[Supplied passage]

--- START ---

Such cautiousness is not unfounded. Al-Shimeri acknowledged that to join the police force, which is appealing to many Iraqis because it provides a stable income of about $550 a month, many recruits pay bribes or use family connections. Sometimes, he said, such recruits can be linked to sectarian militias. "That is the reality," he said. "I never did anything like that -- I'm going to look for good, hard workers. I'm not going to ask them whether they are Sunni, Shia, what their tribe is. But that is still happening."

Lt. Col. Steven Stover, the spokesman for the U.S. Army's 4th Infantry Division in Baghdad, said American troops have arrested Iraqi soldiers and policemen for assisting in sectarian attacks, although he could not say how many. "If an IED [improvised explosive device] goes off 50 meters away from the checkpoint, either they are the most worthless I.P.s in the country or they are complicit," Stover said.

Although they are far better equipped than two years ago, the Iraqi forces still lack basic equipment such as batteries, rubber gloves and fuel, which the Iraqi authorities are slow to provide, despite the country's recently reported $79 billion budget surplus. The United States has provided the Iraqi army with armored Humvees, but Iraq still has no facilities to fix them when they break down or get blown up.

Despite all this, the Iraqi forces have made huge leaps forward, Americans say. The Iraqi army, after a clumsy effort to wrench control of Iraq's southern port of Basra from Shiite militias, took the lead role in counterinsurgency operations in Baghdad's Shiite slums of Sadr City, the northern city of Mosul and, most recently, the Sunni heartland of Diyala, to the west of Baghdad. In two sections of the capital's Dora neighborhood, Americans have handed over security to the Iraqi National Police, a predominantly Shiite paramilitary force that receives more advanced training than the regular Iraqi police. "Admittedly, small sections, stabilized sections, but they are patrolling them without any American support," said Capt. Brett Walker of the 2-4 Infantry.

And during the SWAT instruction last week, American instructors hailed the trainees' skills in hand-to-hand combat, their understanding of the basics of searching cars and people, and, above all, their determination.

At the beginning of the SWAT team's fifth day of training, police Capt. al-Shimeri ordered the trainees to lie down on the ground and roll 200 yards down a road covered with sharp gravel. Later, after the policemen jogged for 15 minutes in 110-degree heat, Iraqi police Lt. Ashraf at-Tamimi ordered them to squat, put their hands behind their heads and duck-walk like that across a volleyball court as fast as they could.

--- END ---

[Listed records]
--- START ---

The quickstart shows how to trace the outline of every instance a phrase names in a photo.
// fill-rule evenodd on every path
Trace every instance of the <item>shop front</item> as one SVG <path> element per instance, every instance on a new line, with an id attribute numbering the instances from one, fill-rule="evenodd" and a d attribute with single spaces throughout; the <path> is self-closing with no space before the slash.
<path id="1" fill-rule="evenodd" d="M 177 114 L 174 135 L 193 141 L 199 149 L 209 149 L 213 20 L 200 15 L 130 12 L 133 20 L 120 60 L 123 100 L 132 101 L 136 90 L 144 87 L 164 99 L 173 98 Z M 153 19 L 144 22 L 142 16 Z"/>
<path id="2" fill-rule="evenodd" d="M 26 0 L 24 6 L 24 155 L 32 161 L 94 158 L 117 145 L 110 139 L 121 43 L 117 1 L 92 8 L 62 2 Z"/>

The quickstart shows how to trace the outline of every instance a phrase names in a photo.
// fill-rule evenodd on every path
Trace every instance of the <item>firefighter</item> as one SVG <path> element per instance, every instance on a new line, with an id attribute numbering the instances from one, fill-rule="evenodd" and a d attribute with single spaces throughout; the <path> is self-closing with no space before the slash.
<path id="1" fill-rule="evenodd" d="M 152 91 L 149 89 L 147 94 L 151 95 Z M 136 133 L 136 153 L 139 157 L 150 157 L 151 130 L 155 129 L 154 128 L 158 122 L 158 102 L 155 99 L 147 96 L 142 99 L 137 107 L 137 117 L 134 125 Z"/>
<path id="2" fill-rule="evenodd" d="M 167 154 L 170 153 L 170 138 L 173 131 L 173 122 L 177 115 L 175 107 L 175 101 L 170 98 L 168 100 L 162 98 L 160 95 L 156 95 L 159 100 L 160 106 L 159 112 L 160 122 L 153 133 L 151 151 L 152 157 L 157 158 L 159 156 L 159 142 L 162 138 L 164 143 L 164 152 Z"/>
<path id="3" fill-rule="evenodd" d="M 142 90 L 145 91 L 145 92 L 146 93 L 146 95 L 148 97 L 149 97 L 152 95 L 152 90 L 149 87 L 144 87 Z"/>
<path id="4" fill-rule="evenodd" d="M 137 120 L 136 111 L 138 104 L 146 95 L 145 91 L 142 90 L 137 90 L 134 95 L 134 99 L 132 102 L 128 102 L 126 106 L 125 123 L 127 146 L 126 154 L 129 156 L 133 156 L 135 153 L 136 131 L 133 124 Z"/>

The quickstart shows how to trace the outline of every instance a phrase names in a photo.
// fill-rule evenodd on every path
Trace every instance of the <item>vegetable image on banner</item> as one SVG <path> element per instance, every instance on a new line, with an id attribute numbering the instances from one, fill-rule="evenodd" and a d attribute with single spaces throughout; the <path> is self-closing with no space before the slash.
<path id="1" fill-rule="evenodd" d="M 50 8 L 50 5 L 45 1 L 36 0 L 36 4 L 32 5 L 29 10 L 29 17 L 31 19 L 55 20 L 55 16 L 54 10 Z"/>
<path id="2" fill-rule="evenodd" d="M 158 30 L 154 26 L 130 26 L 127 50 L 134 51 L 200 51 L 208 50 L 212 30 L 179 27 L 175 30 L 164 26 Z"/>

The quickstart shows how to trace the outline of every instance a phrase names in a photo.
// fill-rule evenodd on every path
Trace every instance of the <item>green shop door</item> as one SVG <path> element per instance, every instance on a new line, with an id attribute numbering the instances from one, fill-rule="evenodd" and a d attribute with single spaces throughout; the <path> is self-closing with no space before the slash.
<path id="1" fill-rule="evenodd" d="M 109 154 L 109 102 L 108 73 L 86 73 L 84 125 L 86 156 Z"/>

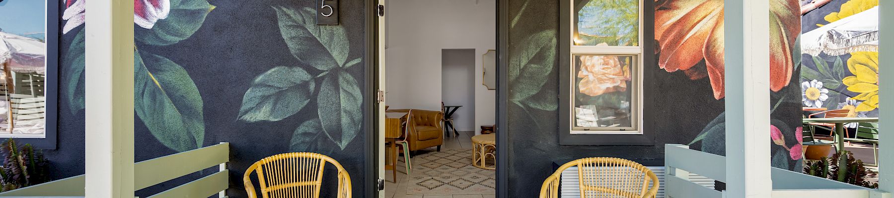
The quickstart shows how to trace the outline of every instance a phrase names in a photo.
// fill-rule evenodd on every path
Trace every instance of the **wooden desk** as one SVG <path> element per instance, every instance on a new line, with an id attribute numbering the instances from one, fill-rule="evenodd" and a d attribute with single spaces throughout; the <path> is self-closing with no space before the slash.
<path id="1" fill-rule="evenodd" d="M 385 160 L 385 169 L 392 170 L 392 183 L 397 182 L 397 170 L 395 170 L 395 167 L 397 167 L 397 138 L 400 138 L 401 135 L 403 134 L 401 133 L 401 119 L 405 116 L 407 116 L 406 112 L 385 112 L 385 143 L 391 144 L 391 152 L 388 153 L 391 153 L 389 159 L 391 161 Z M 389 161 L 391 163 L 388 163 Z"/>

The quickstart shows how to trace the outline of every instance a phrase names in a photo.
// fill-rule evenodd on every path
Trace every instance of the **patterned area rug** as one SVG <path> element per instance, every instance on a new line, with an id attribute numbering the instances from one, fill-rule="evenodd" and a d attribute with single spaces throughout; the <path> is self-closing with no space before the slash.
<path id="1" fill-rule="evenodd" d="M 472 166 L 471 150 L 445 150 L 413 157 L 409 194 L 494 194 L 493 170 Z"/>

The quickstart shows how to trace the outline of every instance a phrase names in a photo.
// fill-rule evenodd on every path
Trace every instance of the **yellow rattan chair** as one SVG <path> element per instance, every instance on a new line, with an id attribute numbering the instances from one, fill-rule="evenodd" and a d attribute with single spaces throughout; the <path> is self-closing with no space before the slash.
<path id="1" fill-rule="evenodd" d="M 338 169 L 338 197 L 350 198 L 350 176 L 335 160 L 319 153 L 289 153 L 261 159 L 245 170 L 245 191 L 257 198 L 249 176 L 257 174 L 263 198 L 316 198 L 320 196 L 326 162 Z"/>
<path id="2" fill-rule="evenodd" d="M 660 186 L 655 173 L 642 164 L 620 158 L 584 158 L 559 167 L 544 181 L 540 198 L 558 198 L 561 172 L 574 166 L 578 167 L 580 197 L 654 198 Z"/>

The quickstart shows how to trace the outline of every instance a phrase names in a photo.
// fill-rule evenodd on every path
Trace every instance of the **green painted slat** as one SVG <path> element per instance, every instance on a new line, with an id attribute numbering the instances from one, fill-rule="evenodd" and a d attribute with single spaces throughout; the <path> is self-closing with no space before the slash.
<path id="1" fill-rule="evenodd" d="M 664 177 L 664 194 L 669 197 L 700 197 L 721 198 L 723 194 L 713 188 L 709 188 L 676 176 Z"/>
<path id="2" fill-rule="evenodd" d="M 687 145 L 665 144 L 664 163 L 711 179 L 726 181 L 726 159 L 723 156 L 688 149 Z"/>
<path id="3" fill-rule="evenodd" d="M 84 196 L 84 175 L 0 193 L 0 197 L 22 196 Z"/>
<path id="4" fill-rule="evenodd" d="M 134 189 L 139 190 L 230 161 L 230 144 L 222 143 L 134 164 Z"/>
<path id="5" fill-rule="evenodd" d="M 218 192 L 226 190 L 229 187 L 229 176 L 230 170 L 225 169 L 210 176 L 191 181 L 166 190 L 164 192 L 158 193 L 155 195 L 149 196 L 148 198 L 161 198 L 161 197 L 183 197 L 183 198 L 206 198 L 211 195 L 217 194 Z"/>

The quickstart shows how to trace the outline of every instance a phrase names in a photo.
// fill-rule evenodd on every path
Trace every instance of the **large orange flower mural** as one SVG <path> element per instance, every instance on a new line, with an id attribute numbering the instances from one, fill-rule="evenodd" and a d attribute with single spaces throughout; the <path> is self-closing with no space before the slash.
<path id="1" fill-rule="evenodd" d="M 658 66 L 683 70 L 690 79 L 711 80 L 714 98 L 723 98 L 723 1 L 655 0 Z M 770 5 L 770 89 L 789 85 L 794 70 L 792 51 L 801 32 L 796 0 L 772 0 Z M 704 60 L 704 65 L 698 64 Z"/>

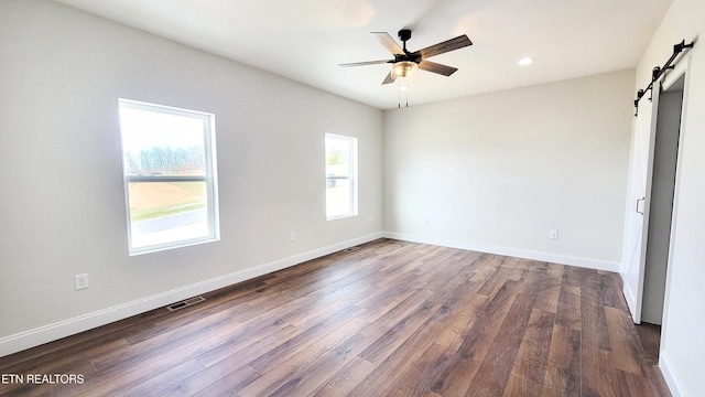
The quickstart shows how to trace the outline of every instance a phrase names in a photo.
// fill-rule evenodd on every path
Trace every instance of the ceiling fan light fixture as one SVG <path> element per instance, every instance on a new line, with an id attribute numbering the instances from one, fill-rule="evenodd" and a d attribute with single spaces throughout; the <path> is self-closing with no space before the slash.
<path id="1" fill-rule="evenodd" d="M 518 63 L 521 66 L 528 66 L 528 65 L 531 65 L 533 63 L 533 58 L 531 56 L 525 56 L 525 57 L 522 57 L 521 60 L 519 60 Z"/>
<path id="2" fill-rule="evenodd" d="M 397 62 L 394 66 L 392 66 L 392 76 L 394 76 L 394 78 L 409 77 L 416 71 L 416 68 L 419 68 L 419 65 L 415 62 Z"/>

--- END ---
--- START ---

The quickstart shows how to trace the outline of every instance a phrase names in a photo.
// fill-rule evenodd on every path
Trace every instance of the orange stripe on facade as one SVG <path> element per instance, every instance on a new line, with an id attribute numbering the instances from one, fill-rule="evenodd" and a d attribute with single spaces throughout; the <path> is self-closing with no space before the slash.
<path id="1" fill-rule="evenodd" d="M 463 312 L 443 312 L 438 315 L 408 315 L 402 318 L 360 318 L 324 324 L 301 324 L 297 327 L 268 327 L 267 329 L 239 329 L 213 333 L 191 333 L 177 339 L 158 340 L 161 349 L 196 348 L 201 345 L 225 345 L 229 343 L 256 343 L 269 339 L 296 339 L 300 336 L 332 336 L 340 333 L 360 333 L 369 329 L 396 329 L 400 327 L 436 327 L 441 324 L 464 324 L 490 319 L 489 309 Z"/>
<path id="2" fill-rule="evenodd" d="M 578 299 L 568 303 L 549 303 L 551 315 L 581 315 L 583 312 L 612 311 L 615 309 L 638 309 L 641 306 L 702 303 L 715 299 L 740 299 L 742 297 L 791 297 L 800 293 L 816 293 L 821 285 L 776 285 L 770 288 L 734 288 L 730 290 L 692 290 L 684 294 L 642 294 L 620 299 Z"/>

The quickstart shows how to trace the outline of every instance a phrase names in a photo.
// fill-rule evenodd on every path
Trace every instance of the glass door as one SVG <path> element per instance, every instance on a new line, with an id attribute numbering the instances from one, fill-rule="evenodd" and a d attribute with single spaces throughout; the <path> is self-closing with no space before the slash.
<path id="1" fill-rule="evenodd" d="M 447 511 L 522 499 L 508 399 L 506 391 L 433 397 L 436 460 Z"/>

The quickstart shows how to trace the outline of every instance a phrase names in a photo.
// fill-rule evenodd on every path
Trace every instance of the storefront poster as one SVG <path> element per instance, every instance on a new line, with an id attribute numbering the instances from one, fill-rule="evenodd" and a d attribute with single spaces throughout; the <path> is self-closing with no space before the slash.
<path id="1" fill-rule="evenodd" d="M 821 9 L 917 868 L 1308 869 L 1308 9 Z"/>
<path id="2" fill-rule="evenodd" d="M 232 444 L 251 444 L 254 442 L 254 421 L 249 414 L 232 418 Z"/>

--- END ---

[Exercise brief] List every person named in the passage about Iraqi security forces above, giving each one's rank as the passage states it.

[Exercise solution]
- Police Capt. al-Shimeri
- Lt. Col. Steven Stover
- Capt. Brett Walker
- Iraqi police Lt. Ashraf at-Tamimi